*** Excerpted text

S3 Storage Optimization

From Standard to Intelligent and Beyond

Nov 22, 2023

It's no longer a secret that the emergence of cloud platforms has revolutionized data storage costs. The ability to store data on third-party servers and only pay for the utilized capacity, along with the high scalability offered by most platforms, has enabled numerous companies to significantly reduce their expenses. This shift allows them to avoid over-provisioning and paying for unused capacity.

However, this transition has led many organizations to mistakenly assume that their data storage is now fully optimized. Falling into this trap is easy, as even with an inefficient storage policy, a cloud environment often remains more cost-effective than its on-premises counterpart. Consequently, it may seem that optimization "has already been achieved," and valuable resources can be allocated elsewhere. Unfortunately, this is frequently not the case. Optimizing the lifecycle policy can lead to additional savings and may be simpler than you imagine.

This is especially appealing to companies with substantial data storage requirements, such as one of our clients at Multilayer, who store several petabytes in AWS S3. With an annual bill totaling several million dollars, even a small percentage improvement can result in significantly increased profits and valuation.

The majority of their files were deleted shortly after creation and had very few downloads. Only a tiny minority were stored for extended periods and downloaded thousands of times. This means that their straightforward lifecycle policy, which merely shifted files to Glacier Instant Retrieval after a certain number of days, suited most files well. However, a small minority was causing disproportionately high costs.

Let’s review the S3 tiers and pricing model to understand the problem.

Intro to S3 Tiering

AWS S3 (Simple Storage Service) offers a range of storage options designed to help customers optimize both cost and performance according to their usage patterns and access requirements. Below is a summary of the various S3 storage classes:

S3 Standard: This serves as the default storage class and boasts high durability, availability, and performance. It's well-suited for frequently accessed data, delivering low latency and high throughput.
S3 Standard-Infrequent Access: Ideal for data that's accessed less frequently but still necessitates immediate availability when required. It delivers the same performance as S3 Standard but at a reduced storage cost.
S3 One Zone-Infrequent Access: Similar to S3 Standard-IA but stores data in a single availability zone rather than multiple zones. While it is more cost-effective than S3 Standard-IA, it has reduced availability in case of an outage in that specific zone.
S3 Glacier Instant Retrieval: Tailored for long-lived archive data accessed quarterly, offering the lowest storage costs with retrieval times measured in milliseconds.
S3 Glacier Flexible Retrieval: Designed for rarely accessed data, this storage class can accommodate retrieval times ranging from 1 minute to 12 hours.
S3 Glacier Deep Archive: Intended for long-term data archiving that is rarely accessed, this class tolerates retrieval times of up to 12 hours. It is the most economical option among all S3 storage classes, albeit with longer retrieval times.

******

• _To be done_
Duplicate the stretch of the S3 storage optimization article from "S3 Standard: This" through "measured in milliseconds.". The lines after this sentence are not required.

*** Provided information

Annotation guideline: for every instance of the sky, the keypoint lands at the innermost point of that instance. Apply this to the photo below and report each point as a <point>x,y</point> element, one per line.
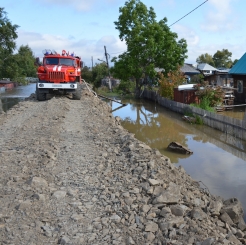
<point>86,26</point>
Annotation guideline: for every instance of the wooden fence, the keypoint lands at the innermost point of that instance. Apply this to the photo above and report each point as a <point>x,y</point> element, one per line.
<point>228,125</point>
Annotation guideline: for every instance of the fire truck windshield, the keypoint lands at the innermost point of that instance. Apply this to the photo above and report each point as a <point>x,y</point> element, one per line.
<point>52,61</point>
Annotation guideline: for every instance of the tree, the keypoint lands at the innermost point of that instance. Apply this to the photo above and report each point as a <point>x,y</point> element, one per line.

******

• _Result for this task_
S3 Standard: This serves as the default storage class and boasts high durability, availability, and performance. It's well-suited for frequently accessed data, delivering low latency and high throughput.
S3 Standard-Infrequent Access: Ideal for data that's accessed less frequently but still necessitates immediate availability when required. It delivers the same performance as S3 Standard but at a reduced storage cost.
S3 One Zone-Infrequent Access: Similar to S3 Standard-IA but stores data in a single availability zone rather than multiple zones. While it is more cost-effective than S3 Standard-IA, it has reduced availability in case of an outage in that specific zone.
S3 Glacier Instant Retrieval: Tailored for long-lived archive data accessed quarterly, offering the lowest storage costs with retrieval times measured in milliseconds.